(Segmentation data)
++++++++++
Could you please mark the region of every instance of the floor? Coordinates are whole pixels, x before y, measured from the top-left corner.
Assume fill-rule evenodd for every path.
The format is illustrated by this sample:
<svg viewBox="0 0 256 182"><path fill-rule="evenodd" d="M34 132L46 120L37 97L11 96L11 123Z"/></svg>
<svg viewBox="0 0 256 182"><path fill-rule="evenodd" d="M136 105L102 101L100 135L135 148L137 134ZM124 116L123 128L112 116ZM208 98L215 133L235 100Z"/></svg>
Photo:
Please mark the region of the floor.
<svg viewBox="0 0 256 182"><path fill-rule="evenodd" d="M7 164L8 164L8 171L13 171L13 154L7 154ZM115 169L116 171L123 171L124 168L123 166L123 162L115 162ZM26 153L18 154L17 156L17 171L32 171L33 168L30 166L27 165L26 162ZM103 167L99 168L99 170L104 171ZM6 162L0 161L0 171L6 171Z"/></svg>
++++++++++
**EXERCISE DIRECTIONS**
Copy out the lines of every entry above without any changes.

**TASK RESULT**
Could you please mark the region of every instance of the floor? Coordinates are whole pixels, x before y, measured from the top-left corner.
Assume fill-rule evenodd for every path.
The format is illustrated by this sample:
<svg viewBox="0 0 256 182"><path fill-rule="evenodd" d="M34 132L46 120L37 97L11 96L11 123Z"/></svg>
<svg viewBox="0 0 256 182"><path fill-rule="evenodd" d="M136 105L102 101L100 135L135 148L137 134ZM124 116L123 128L112 116ZM208 98L215 133L235 100Z"/></svg>
Photo:
Please mark the region of the floor.
<svg viewBox="0 0 256 182"><path fill-rule="evenodd" d="M7 164L8 164L8 171L13 171L13 154L7 154ZM115 169L116 171L123 171L124 168L123 166L123 162L115 162ZM26 153L18 154L17 156L17 171L32 171L33 168L30 166L27 165L26 162ZM103 167L99 168L99 170L104 171ZM6 162L0 161L0 171L6 171Z"/></svg>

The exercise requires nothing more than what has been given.